Stated task: Reproduce every line below, requests included, shifting each point coordinate in the answers by adding 126 to both the x and y values.

Given records:
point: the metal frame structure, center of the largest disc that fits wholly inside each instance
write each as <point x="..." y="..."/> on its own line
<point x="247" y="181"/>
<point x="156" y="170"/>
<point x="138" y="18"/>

Finished answer:
point: the metal frame structure, center of the largest disc that fits wholly inside each instance
write each as <point x="..." y="..."/> on its own line
<point x="373" y="307"/>
<point x="282" y="296"/>
<point x="264" y="144"/>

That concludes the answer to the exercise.